→ Assignment
Every line from the one containing "Target: white background" through the last line below should be reproduced exactly; please include nothing else.

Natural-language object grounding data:
⁂
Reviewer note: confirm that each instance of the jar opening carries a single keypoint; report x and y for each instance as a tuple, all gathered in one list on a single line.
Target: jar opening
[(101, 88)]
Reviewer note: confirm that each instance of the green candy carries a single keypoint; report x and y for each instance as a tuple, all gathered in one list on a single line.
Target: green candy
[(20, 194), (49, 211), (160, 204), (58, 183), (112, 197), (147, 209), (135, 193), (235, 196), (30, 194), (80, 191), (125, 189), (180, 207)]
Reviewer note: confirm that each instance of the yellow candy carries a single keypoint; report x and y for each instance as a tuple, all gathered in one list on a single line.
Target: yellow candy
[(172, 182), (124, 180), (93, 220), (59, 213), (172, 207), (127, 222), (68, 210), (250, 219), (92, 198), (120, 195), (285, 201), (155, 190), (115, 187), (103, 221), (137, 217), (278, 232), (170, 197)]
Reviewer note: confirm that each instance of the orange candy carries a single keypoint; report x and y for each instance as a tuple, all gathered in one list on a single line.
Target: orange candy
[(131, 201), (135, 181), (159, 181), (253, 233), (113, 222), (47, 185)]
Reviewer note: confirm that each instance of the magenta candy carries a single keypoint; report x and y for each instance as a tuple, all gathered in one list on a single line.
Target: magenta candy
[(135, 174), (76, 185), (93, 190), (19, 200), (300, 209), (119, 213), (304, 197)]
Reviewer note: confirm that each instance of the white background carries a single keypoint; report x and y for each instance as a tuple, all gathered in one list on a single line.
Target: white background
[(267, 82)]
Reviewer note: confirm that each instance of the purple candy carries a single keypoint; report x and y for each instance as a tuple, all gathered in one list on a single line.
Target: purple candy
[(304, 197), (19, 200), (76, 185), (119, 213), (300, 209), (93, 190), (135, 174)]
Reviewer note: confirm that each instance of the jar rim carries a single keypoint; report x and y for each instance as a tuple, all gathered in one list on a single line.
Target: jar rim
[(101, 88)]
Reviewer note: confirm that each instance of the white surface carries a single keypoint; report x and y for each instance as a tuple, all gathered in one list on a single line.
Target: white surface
⁂
→ The answer
Target: white background
[(267, 82)]
Reviewer note: confirm that each instance of the purple candy carries a single keypoint; report x and y for each instance as a tuple, all gathered in one list on a single line.
Target: purple candy
[(304, 197), (19, 200), (76, 185), (119, 213), (300, 209), (93, 190), (135, 174)]
Reviewer note: confirm that each instance of the jar rim carries a single keypoint; report x and y for each instance as a tuple, all gathered in one list on a single line.
Target: jar rim
[(101, 88)]
Reviewer note: confirm that each instance of the white surface carries a single keypoint; report x and y for each instance as a tuple, all gathered in one list on a single line.
Target: white surface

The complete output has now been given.